BEGIN Supplied material
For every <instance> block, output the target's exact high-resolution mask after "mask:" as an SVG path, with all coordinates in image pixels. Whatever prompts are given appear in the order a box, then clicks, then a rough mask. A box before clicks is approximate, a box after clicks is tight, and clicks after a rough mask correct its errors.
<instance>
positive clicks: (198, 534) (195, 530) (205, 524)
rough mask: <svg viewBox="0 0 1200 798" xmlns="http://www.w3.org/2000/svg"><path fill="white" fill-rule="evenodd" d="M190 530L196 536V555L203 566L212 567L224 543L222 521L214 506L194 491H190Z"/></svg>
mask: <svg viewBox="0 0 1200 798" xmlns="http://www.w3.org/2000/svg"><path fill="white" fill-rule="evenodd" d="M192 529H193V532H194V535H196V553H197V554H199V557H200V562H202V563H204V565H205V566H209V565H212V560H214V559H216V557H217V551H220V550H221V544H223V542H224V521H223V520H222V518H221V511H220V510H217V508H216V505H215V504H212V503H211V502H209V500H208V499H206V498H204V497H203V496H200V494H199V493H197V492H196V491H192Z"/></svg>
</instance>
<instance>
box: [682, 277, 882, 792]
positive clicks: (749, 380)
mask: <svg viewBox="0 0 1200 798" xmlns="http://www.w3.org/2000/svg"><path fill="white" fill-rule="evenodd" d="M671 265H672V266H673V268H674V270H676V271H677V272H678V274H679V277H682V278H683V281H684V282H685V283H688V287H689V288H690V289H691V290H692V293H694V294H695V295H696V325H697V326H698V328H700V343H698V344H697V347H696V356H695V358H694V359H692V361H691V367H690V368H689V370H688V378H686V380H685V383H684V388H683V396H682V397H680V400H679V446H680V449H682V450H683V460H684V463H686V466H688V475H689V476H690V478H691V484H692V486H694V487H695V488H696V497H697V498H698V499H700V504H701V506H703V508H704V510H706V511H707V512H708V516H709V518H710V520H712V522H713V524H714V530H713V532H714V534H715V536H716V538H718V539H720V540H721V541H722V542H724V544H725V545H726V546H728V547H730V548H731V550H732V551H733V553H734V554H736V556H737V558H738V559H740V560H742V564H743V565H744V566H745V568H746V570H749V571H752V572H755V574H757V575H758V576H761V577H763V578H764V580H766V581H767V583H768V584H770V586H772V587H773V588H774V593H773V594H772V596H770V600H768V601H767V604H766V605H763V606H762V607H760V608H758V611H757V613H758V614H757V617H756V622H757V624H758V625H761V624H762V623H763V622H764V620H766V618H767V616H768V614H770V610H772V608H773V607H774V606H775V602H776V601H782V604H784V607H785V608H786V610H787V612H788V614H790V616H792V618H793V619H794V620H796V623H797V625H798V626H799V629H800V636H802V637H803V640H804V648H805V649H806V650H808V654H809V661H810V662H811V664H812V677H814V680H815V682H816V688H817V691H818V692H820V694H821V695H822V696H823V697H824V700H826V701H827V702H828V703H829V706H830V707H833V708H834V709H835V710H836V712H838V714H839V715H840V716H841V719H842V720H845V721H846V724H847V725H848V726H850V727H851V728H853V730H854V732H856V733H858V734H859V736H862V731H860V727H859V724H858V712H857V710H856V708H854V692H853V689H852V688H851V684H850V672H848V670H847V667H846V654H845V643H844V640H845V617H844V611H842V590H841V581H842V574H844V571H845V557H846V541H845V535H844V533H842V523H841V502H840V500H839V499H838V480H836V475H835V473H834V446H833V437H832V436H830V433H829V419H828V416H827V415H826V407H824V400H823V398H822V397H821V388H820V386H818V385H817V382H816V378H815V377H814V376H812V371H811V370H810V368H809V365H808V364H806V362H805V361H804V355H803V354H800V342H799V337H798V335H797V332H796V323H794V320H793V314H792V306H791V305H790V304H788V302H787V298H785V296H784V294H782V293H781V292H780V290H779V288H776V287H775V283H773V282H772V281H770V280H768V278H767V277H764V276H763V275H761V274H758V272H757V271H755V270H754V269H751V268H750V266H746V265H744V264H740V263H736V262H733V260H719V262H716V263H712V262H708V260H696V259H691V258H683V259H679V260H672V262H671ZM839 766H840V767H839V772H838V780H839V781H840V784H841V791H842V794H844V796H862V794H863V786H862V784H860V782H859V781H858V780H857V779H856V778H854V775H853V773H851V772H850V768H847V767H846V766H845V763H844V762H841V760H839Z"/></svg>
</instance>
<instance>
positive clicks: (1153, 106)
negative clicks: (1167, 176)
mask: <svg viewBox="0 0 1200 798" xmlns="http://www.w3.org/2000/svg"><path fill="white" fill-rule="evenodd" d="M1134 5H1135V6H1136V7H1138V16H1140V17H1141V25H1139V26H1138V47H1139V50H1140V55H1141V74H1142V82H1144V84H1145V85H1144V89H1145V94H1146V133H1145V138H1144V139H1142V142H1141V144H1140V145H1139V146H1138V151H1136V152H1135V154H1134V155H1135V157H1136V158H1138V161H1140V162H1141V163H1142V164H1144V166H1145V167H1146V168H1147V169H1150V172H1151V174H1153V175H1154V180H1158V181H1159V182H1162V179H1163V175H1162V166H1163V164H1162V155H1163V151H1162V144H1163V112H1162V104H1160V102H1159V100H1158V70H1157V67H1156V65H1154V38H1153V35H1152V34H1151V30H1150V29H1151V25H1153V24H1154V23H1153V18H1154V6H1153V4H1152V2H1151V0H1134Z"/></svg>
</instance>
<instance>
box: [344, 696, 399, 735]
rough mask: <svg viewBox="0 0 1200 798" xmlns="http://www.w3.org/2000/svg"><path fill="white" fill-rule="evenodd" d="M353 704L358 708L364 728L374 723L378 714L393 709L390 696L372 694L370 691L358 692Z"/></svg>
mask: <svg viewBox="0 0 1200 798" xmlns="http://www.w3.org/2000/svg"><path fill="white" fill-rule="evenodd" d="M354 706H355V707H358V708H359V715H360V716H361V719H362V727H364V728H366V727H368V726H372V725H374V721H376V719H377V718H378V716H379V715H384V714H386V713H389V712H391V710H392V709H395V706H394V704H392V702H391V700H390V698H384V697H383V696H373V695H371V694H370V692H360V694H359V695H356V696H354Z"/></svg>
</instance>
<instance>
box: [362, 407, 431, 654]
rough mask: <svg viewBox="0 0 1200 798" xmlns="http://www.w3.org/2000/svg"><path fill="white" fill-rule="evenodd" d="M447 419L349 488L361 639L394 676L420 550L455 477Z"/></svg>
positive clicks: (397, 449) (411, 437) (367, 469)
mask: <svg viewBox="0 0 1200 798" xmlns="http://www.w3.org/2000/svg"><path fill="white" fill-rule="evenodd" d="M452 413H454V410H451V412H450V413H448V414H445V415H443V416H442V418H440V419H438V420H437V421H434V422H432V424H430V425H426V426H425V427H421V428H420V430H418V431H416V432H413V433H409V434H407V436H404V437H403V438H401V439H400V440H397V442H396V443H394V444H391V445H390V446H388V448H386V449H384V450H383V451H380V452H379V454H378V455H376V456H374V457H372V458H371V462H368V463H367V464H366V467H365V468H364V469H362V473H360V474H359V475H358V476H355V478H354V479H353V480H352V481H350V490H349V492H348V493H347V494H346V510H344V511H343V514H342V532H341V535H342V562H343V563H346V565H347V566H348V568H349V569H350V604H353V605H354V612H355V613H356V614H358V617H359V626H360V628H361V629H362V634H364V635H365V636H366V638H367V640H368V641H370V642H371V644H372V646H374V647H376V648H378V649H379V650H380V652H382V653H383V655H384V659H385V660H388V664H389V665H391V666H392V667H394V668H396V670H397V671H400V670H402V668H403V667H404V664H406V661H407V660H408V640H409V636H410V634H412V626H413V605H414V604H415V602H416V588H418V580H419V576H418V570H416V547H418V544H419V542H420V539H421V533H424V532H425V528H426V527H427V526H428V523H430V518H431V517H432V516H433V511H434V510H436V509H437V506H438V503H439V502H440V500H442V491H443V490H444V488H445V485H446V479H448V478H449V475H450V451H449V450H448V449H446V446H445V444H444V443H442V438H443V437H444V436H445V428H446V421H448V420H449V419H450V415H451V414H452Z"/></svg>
END Supplied material
What needs to be done: An exact copy of the lines above, from the one containing "positive clicks: (1153, 106)" through the one containing "box: [344, 696, 399, 735]", is the whole of the answer.

Answer to this exercise:
positive clicks: (1153, 106)
negative clicks: (1167, 176)
mask: <svg viewBox="0 0 1200 798" xmlns="http://www.w3.org/2000/svg"><path fill="white" fill-rule="evenodd" d="M1134 5H1135V6H1136V7H1138V16H1140V17H1141V25H1139V26H1138V47H1139V50H1140V55H1141V74H1142V82H1144V84H1145V85H1144V89H1145V94H1146V133H1145V138H1144V139H1142V142H1141V144H1140V145H1139V146H1138V151H1136V152H1135V154H1134V155H1135V157H1136V158H1138V161H1140V162H1141V163H1142V164H1144V166H1145V167H1146V168H1147V169H1150V172H1151V174H1153V175H1154V180H1158V181H1159V182H1162V179H1163V175H1162V166H1163V164H1162V155H1163V151H1162V144H1163V112H1162V104H1160V102H1159V100H1158V70H1157V67H1156V65H1154V38H1153V35H1152V34H1151V30H1150V29H1151V25H1153V24H1154V23H1153V18H1154V6H1153V4H1152V2H1151V0H1134Z"/></svg>
</instance>
<instance>
box: [344, 696, 399, 735]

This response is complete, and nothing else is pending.